Vielleicht stellst du dir das mit dem Footer am Seitenende ja so vor?

tutorials.de > Webmaster & Internet > Webmaster FAQ > CSS Wie lässt sich der Footer am unteren Fensterrand ausrichten?


----------



## Strafi (23. Januar 2011)

Floating und Display und vertical-align sollten das eigendlich schaffen. vertical kannste auch gegen padding tauschen.

ich würde den footer ein höhe geben und mitt padding den text formatieren.


----------



## dreifragezeichen (23. Januar 2011)

Strafi hat gesagt.:


> Floating und Display und vertical-align sollten das eigendlich schaffen. vertical kannste auch gegen padding tauschen.
> 
> ich würde den footer ein höhe geben und mitt padding den text formatieren.


Dein Vorschlag ist zwar vom Grundsatz her richtig, würde hier in diesem  Fall aber nicht das vorgestellte Problem der vertikalen Ausrichtung des Textes gegenüber den  Grafiken beheben.

Da scheinbar nicht das vollständige Thema gelesen:



			
				t0day hat gesagt.:
			
		

> Mein Footer besteht aus 3 Bildern und einem Text.
> Das Bild "footer_left.gif" ist für die linke Seite des Footers. "footer_right.gif" dementsprechend für die rechte Seite. In den Zwischenraum kommt ein Text, dessen Hintergrund aus "footer_base.gif" besteht.
> 
> HTML:
> ...





			
				dreifragezeichen hat gesagt.:
			
		

> Bei dem Markup (Grafik-links - Text-Link - Grafik-rechts) empfehle ich das Kapitel Grafik zum umgebenden Text ausrichten bzw. Grafiken ausrichten mit CSS.





			
				t0day hat gesagt.:
			
		

> Ersteinmal Danke. Das Problem Nr.1 konnte ich damit schonmal beheben.


----------



## Strafi (23. Januar 2011)

dreifragezeichen hat gesagt.:


> Dein Vorschlag ist zwar vom Grundsatz her richtig, würde hier in diesem  Fall aber nicht das vorgestellte Problem der vertikalen Ausrichtung des Textes gegenüber den  Grafiken beheben.
> 
> Da scheinbar nicht das vollständige Thema gelesen:




Na doch. Ich kann so Text gegenüber einer Grafik ausrichten. Und ich denke schon das ich das Thema vollständig gelesen habe. Mal bisschen Etikette bewahren Freundchen.

→ Datensatz:
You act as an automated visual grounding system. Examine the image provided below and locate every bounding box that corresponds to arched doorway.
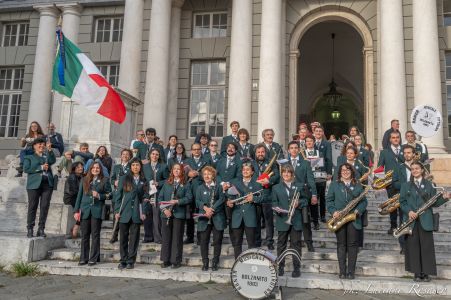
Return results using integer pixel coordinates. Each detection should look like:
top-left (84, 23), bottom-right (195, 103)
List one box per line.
top-left (289, 6), bottom-right (375, 144)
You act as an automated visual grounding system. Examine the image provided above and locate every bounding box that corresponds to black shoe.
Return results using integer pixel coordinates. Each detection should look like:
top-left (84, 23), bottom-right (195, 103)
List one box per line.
top-left (36, 228), bottom-right (47, 237)
top-left (211, 262), bottom-right (219, 271)
top-left (117, 263), bottom-right (127, 270)
top-left (202, 261), bottom-right (208, 271)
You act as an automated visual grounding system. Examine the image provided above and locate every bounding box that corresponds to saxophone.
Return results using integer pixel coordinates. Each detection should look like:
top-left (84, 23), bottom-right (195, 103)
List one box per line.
top-left (393, 187), bottom-right (445, 238)
top-left (327, 186), bottom-right (370, 232)
top-left (285, 187), bottom-right (301, 225)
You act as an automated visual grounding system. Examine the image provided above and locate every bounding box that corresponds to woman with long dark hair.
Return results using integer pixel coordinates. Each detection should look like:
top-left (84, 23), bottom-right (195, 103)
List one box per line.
top-left (326, 163), bottom-right (367, 279)
top-left (157, 163), bottom-right (193, 269)
top-left (74, 162), bottom-right (111, 266)
top-left (16, 121), bottom-right (44, 177)
top-left (64, 161), bottom-right (83, 239)
top-left (114, 157), bottom-right (149, 269)
top-left (399, 161), bottom-right (451, 282)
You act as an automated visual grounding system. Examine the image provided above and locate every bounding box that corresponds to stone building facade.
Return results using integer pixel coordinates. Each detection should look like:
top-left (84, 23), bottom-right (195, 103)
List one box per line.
top-left (0, 0), bottom-right (451, 157)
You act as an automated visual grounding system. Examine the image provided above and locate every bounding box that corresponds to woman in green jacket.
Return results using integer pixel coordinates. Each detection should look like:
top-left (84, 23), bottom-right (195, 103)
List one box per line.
top-left (157, 163), bottom-right (193, 269)
top-left (196, 166), bottom-right (226, 271)
top-left (326, 163), bottom-right (367, 279)
top-left (399, 162), bottom-right (451, 282)
top-left (114, 158), bottom-right (149, 270)
top-left (74, 162), bottom-right (111, 266)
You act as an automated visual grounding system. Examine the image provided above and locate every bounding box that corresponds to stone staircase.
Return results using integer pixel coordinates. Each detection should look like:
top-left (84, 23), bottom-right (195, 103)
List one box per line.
top-left (43, 190), bottom-right (451, 280)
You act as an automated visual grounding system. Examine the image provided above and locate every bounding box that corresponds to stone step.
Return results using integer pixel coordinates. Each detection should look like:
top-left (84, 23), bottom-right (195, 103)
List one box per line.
top-left (38, 260), bottom-right (451, 296)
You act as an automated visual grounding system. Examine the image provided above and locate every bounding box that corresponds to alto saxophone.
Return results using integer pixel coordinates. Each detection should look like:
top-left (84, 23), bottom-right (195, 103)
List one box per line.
top-left (285, 187), bottom-right (301, 225)
top-left (327, 186), bottom-right (370, 232)
top-left (393, 187), bottom-right (445, 238)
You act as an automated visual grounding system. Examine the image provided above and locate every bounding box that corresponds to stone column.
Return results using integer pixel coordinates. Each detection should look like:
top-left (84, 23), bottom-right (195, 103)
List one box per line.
top-left (51, 2), bottom-right (83, 131)
top-left (257, 0), bottom-right (285, 142)
top-left (143, 0), bottom-right (173, 140)
top-left (27, 4), bottom-right (59, 127)
top-left (118, 0), bottom-right (144, 98)
top-left (227, 0), bottom-right (252, 133)
top-left (412, 0), bottom-right (445, 153)
top-left (378, 0), bottom-right (407, 147)
top-left (167, 0), bottom-right (185, 136)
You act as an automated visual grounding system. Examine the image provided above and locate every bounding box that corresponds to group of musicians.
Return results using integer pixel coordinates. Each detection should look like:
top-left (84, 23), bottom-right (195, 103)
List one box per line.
top-left (24, 120), bottom-right (451, 281)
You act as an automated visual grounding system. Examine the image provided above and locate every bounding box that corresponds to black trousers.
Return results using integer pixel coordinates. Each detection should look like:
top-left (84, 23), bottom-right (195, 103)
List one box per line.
top-left (143, 207), bottom-right (154, 241)
top-left (263, 203), bottom-right (274, 245)
top-left (199, 224), bottom-right (224, 263)
top-left (405, 221), bottom-right (437, 275)
top-left (255, 204), bottom-right (264, 247)
top-left (80, 215), bottom-right (102, 262)
top-left (160, 218), bottom-right (185, 264)
top-left (277, 226), bottom-right (302, 269)
top-left (27, 176), bottom-right (53, 229)
top-left (309, 182), bottom-right (326, 224)
top-left (119, 219), bottom-right (141, 264)
top-left (230, 220), bottom-right (255, 259)
top-left (335, 222), bottom-right (359, 274)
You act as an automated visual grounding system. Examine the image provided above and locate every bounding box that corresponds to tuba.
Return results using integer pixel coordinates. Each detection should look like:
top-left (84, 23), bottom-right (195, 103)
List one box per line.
top-left (327, 186), bottom-right (370, 232)
top-left (371, 170), bottom-right (393, 190)
top-left (377, 193), bottom-right (401, 215)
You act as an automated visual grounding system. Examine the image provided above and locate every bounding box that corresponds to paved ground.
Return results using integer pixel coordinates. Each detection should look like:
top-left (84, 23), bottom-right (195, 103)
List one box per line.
top-left (0, 273), bottom-right (449, 300)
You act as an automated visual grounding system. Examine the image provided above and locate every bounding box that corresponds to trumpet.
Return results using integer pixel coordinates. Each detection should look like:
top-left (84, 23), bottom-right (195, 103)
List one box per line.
top-left (229, 189), bottom-right (264, 205)
top-left (377, 193), bottom-right (401, 215)
top-left (371, 170), bottom-right (393, 190)
top-left (285, 187), bottom-right (301, 225)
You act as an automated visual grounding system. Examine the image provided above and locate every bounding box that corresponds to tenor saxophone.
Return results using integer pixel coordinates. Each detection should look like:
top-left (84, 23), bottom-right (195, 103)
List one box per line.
top-left (327, 186), bottom-right (370, 232)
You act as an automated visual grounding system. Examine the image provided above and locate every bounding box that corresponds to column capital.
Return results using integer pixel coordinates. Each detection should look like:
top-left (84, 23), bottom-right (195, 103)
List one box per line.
top-left (56, 2), bottom-right (83, 16)
top-left (33, 4), bottom-right (59, 18)
top-left (289, 50), bottom-right (301, 58)
top-left (172, 0), bottom-right (185, 8)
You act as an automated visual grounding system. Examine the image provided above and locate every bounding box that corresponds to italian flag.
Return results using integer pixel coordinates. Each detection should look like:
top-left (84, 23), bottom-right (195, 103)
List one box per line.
top-left (52, 30), bottom-right (126, 123)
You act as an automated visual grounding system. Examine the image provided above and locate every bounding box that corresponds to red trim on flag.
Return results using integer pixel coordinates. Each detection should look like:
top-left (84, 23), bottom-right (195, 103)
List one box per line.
top-left (89, 74), bottom-right (126, 124)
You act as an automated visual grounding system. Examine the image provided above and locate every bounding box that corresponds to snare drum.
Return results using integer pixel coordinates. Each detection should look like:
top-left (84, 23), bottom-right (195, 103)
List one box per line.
top-left (230, 248), bottom-right (278, 299)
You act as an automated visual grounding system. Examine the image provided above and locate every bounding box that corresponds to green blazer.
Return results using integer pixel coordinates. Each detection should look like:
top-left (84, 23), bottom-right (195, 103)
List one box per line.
top-left (157, 181), bottom-right (193, 219)
top-left (23, 151), bottom-right (56, 190)
top-left (229, 178), bottom-right (263, 229)
top-left (74, 177), bottom-right (111, 220)
top-left (196, 184), bottom-right (226, 232)
top-left (113, 176), bottom-right (149, 224)
top-left (110, 163), bottom-right (130, 188)
top-left (326, 180), bottom-right (368, 229)
top-left (216, 155), bottom-right (242, 183)
top-left (399, 178), bottom-right (447, 231)
top-left (272, 181), bottom-right (308, 231)
top-left (288, 154), bottom-right (317, 196)
top-left (377, 146), bottom-right (404, 172)
top-left (333, 156), bottom-right (368, 180)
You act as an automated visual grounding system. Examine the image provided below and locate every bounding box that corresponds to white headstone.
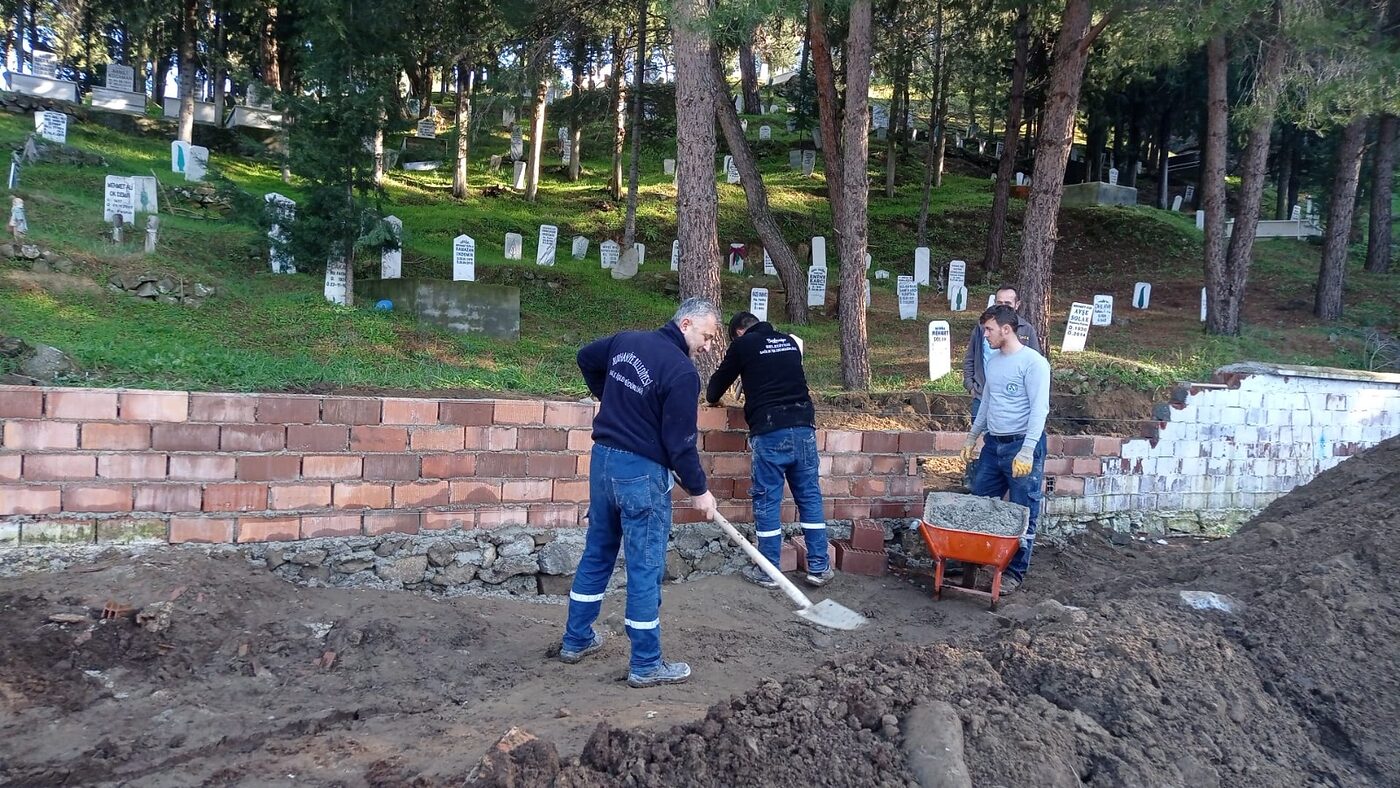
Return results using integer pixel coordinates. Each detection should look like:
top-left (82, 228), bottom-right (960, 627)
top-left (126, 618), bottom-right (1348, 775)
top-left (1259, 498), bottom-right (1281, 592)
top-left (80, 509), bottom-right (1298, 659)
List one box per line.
top-left (806, 266), bottom-right (826, 307)
top-left (895, 276), bottom-right (918, 321)
top-left (325, 258), bottom-right (350, 307)
top-left (1133, 281), bottom-right (1152, 309)
top-left (1060, 301), bottom-right (1093, 353)
top-left (535, 224), bottom-right (559, 266)
top-left (379, 216), bottom-right (403, 279)
top-left (452, 235), bottom-right (476, 281)
top-left (749, 287), bottom-right (769, 322)
top-left (102, 175), bottom-right (136, 224)
top-left (928, 321), bottom-right (953, 381)
top-left (106, 63), bottom-right (136, 92)
top-left (34, 109), bottom-right (69, 144)
top-left (1091, 294), bottom-right (1113, 326)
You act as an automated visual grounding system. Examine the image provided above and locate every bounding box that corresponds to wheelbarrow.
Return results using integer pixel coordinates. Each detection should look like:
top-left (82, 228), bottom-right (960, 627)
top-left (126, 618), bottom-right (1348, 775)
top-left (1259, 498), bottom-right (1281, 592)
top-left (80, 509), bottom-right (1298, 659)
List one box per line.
top-left (918, 519), bottom-right (1026, 610)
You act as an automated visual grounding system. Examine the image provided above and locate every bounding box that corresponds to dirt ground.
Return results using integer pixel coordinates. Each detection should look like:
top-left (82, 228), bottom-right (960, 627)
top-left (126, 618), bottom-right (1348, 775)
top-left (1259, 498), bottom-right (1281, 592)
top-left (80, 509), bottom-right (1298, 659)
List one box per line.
top-left (0, 438), bottom-right (1400, 788)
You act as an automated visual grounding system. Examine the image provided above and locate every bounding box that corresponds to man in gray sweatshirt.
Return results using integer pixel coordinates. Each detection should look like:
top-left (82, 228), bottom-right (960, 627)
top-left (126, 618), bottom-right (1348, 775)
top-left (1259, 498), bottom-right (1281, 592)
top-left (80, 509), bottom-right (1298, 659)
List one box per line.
top-left (962, 304), bottom-right (1050, 593)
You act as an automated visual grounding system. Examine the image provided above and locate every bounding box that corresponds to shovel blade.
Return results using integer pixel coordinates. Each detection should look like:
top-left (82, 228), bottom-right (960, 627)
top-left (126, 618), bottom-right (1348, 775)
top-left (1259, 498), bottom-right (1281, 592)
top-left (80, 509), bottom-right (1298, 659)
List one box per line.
top-left (797, 599), bottom-right (865, 630)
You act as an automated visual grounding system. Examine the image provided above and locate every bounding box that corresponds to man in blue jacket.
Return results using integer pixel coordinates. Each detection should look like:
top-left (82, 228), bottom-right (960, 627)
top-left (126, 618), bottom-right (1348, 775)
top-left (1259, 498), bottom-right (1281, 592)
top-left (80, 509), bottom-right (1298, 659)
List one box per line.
top-left (559, 298), bottom-right (720, 687)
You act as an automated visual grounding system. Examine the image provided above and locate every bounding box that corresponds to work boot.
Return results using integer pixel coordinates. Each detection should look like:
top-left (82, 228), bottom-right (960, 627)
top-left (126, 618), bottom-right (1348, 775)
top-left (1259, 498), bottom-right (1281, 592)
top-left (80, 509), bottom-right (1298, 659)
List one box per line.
top-left (559, 630), bottom-right (603, 665)
top-left (627, 659), bottom-right (690, 689)
top-left (739, 567), bottom-right (778, 591)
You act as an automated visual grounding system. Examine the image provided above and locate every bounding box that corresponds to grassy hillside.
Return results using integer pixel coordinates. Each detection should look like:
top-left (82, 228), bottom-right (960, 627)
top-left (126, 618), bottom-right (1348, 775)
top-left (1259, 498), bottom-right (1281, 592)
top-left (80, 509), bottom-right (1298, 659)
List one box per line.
top-left (0, 103), bottom-right (1400, 395)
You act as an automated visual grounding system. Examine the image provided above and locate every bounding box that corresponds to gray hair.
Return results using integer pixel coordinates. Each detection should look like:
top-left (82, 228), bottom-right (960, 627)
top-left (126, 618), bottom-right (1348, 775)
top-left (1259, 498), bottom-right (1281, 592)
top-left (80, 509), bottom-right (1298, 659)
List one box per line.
top-left (671, 295), bottom-right (720, 323)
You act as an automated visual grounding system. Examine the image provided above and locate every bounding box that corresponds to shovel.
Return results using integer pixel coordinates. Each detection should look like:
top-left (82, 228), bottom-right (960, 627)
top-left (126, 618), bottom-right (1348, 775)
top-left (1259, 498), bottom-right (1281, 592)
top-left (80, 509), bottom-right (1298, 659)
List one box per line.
top-left (714, 512), bottom-right (865, 630)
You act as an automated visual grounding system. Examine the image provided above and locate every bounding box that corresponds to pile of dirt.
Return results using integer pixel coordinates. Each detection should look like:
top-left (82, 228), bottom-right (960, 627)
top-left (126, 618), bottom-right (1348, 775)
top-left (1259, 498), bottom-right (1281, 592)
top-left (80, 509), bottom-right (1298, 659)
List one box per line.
top-left (477, 438), bottom-right (1400, 787)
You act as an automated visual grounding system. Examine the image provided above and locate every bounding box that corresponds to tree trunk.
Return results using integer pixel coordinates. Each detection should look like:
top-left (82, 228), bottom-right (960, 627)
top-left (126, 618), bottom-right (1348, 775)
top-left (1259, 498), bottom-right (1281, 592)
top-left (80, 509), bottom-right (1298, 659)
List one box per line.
top-left (713, 53), bottom-right (806, 325)
top-left (1366, 115), bottom-right (1400, 273)
top-left (833, 0), bottom-right (871, 391)
top-left (1313, 116), bottom-right (1368, 321)
top-left (981, 6), bottom-right (1030, 272)
top-left (1021, 0), bottom-right (1102, 353)
top-left (452, 57), bottom-right (476, 200)
top-left (674, 0), bottom-right (722, 381)
top-left (178, 0), bottom-right (199, 143)
top-left (622, 0), bottom-right (644, 249)
top-left (1205, 16), bottom-right (1282, 336)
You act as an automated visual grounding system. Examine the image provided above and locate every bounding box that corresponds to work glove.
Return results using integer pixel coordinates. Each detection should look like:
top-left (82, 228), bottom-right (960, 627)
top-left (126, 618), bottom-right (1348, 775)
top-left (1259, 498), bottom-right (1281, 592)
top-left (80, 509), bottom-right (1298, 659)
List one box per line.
top-left (1011, 446), bottom-right (1036, 479)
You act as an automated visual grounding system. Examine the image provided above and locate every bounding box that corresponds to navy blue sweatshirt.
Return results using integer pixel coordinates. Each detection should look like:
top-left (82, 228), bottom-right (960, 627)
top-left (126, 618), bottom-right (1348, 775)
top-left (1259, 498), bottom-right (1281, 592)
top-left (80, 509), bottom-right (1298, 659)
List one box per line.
top-left (578, 322), bottom-right (708, 495)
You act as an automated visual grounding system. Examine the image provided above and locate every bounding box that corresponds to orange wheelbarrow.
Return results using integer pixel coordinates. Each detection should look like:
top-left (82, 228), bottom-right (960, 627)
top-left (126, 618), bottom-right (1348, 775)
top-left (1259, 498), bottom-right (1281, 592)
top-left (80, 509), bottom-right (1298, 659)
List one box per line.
top-left (918, 521), bottom-right (1025, 610)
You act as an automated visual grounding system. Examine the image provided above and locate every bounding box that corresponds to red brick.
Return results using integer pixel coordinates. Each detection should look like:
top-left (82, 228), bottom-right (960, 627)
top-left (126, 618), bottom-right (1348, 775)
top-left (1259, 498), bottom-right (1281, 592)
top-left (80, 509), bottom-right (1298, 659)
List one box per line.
top-left (132, 484), bottom-right (203, 512)
top-left (238, 516), bottom-right (301, 542)
top-left (287, 424), bottom-right (350, 452)
top-left (43, 389), bottom-right (116, 421)
top-left (204, 484), bottom-right (267, 512)
top-left (364, 455), bottom-right (421, 481)
top-left (118, 392), bottom-right (189, 421)
top-left (218, 424), bottom-right (287, 452)
top-left (393, 481), bottom-right (449, 509)
top-left (553, 479), bottom-right (588, 504)
top-left (189, 393), bottom-right (258, 424)
top-left (409, 427), bottom-right (463, 452)
top-left (526, 455), bottom-right (578, 479)
top-left (301, 515), bottom-right (360, 539)
top-left (24, 455), bottom-right (97, 481)
top-left (494, 399), bottom-right (545, 424)
top-left (332, 481), bottom-right (393, 509)
top-left (350, 425), bottom-right (409, 452)
top-left (63, 484), bottom-right (132, 512)
top-left (449, 481), bottom-right (501, 504)
top-left (423, 453), bottom-right (476, 479)
top-left (364, 512), bottom-right (423, 536)
top-left (515, 428), bottom-right (568, 452)
top-left (301, 455), bottom-right (364, 479)
top-left (379, 397), bottom-right (438, 424)
top-left (267, 484), bottom-right (330, 509)
top-left (97, 453), bottom-right (169, 481)
top-left (0, 386), bottom-right (43, 418)
top-left (321, 396), bottom-right (379, 424)
top-left (476, 452), bottom-right (526, 477)
top-left (169, 516), bottom-right (234, 544)
top-left (4, 421), bottom-right (78, 451)
top-left (545, 402), bottom-right (594, 427)
top-left (0, 484), bottom-right (62, 515)
top-left (256, 396), bottom-right (321, 424)
top-left (438, 402), bottom-right (496, 427)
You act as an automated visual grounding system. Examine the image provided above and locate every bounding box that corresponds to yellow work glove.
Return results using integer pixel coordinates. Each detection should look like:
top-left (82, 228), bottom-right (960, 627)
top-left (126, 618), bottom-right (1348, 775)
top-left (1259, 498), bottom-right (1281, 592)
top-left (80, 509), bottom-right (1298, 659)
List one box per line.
top-left (1011, 446), bottom-right (1036, 479)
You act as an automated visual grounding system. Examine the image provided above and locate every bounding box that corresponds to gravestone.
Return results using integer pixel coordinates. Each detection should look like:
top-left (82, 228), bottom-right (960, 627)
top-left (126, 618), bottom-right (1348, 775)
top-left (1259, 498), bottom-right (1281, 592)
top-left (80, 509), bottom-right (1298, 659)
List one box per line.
top-left (928, 321), bottom-right (953, 381)
top-left (749, 287), bottom-right (769, 322)
top-left (263, 192), bottom-right (297, 273)
top-left (34, 109), bottom-right (69, 144)
top-left (379, 216), bottom-right (403, 279)
top-left (325, 258), bottom-right (350, 307)
top-left (1133, 281), bottom-right (1152, 309)
top-left (452, 234), bottom-right (476, 281)
top-left (806, 266), bottom-right (826, 307)
top-left (505, 232), bottom-right (525, 260)
top-left (895, 276), bottom-right (918, 321)
top-left (914, 246), bottom-right (928, 287)
top-left (1089, 294), bottom-right (1113, 326)
top-left (1060, 301), bottom-right (1093, 353)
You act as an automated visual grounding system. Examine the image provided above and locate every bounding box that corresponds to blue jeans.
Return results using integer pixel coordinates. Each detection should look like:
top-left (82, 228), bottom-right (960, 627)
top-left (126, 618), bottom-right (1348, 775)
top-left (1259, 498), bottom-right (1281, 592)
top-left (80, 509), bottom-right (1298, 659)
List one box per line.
top-left (749, 427), bottom-right (832, 574)
top-left (972, 434), bottom-right (1046, 579)
top-left (564, 444), bottom-right (671, 672)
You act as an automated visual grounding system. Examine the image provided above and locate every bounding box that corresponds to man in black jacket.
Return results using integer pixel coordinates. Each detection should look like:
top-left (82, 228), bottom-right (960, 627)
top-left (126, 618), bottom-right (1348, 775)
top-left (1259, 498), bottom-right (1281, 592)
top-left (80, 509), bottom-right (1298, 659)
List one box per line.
top-left (706, 312), bottom-right (836, 588)
top-left (559, 298), bottom-right (720, 687)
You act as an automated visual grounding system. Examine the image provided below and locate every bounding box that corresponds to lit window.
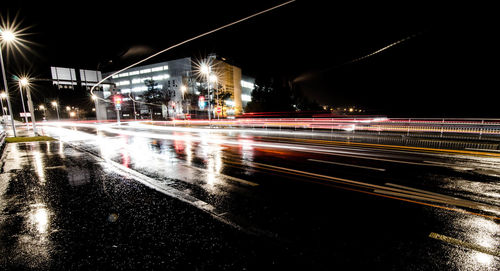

→ Schriftlicher Auftrag 1:
Beantworte anhand des Forumstexts zur Footer-Ausrichtung diese Fragen:
(a) Woraus besteht laut t0day der Footer?
(b) Aus welcher Grafik besteht der Hintergrund des Textes im Zwischenraum?
(c) Gegen welche Eigenschaft kann man laut Strafi vertical-align tauschen?
→ Schriftlicher Auftrag 2:
Bitte tippe aus dem Forumstext zur Footer-Ausrichtung den Abschnitt von „Vielleicht stellst du“ bis einschließlich „unteren Fensterrand ausrichten?“ genau ab.
→ Schriftlicher Auftrag 3:
Führe den Forumstext zur Footer-Ausrichtung im Anschluss an seinen letzten Satz weiter.

→ Ergebnis 1:
(a) Aus drei Bildern und einem Text.
(b) Aus „footer_base.gif“.
(c) Gegen padding.

→ Ergebnis 2:
Vielleicht stellst du dir das mit dem Footer am Seitenende ja so vor?

tutorials.de > Webmaster & Internet > Webmaster FAQ > CSS Wie lässt sich der Footer am unteren Fensterrand ausrichten?

→ Ergebnis 3:
hier sieht man das sehr schön: http://www.drweb.de/magazin/vertical-align-css/

und wenn ich als css nur das habe:


> .footer {
> background-image:url(images/footer_base.gif);
> }



ja was soll ich da zu problem 2 sagen? Sind alle DIVs in einen Div der die Seite bestimmt****? Sorry, ich sehe nicht mal ein float, also denke ich das er aus dem Dokumentenfluss ist. usw...


----------



## dreifragezeichen (23. Januar 2011)

> ich würde den footer ein höhe geben und mitt padding den text formatieren.


 Ist hier definitiv nicht dienlich, den Text vertikal zur Grafik auszurichten, was hier das Problem ist bzw. bis zu meinem Lösungsvorschlag war.



> Mal bisschen Etikette bewahren Freundchen.


Freundchen?

Sind wir uns in diesem Leben schon mal begegnet? Hab ich dir schon mal einen Glückskeks geschenkt?

Nicht dass ich wüßte.


----------



## Strafi (23. Januar 2011)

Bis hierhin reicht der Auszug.